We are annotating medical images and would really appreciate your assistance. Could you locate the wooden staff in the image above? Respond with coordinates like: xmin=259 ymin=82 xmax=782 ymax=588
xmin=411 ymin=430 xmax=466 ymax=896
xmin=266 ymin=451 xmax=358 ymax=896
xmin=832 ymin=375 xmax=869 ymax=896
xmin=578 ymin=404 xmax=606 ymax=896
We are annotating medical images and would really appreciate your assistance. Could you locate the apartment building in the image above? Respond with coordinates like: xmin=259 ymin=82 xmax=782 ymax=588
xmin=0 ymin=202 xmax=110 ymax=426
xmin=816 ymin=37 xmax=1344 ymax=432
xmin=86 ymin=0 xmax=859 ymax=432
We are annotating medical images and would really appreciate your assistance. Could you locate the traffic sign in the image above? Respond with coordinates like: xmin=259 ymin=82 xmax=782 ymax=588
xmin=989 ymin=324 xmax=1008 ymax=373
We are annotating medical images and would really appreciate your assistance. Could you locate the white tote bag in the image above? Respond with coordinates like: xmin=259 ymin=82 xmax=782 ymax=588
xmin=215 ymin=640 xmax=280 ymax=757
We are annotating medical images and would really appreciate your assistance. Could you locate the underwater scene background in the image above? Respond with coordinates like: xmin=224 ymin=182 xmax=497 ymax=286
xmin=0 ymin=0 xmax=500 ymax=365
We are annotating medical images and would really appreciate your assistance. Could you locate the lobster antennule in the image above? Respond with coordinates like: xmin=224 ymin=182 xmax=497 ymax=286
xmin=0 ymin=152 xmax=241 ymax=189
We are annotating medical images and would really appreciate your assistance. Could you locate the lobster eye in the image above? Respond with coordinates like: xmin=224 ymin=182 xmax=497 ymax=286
------------------------
| Set problem |
Rewrite the lines between the start of the material and the line containing "xmin=578 ymin=404 xmax=606 ymax=896", inclusive, with the requests kept as they are. Raise every bounding-box coordinate in the answers by 49, and leave the numbers in the request text unchanged.

| Completed task |
We are annotating medical images and would really appreciate your assistance. Could you locate the wooden staff in the image above? Respond with coordinates like: xmin=259 ymin=82 xmax=782 ymax=588
xmin=460 ymin=479 xmax=515 ymax=945
xmin=315 ymin=500 xmax=407 ymax=945
xmin=881 ymin=424 xmax=918 ymax=945
xmin=627 ymin=453 xmax=655 ymax=945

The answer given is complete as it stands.